[What to work on]: Could you write out the opening lines of the data, word for word, stopping after the line that contains "per_instance = true"?

-- Opening Marker --

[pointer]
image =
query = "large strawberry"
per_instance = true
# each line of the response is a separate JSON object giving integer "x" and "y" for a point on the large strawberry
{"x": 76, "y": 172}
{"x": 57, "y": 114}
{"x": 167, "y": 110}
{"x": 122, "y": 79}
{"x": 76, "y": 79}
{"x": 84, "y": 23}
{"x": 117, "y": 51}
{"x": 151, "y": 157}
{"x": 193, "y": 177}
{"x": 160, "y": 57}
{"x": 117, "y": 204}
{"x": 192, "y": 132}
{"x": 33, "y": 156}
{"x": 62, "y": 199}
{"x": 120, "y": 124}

-- Closing Marker --

[Solution to the exercise]:
[pointer]
image =
query = "large strawberry"
per_instance = true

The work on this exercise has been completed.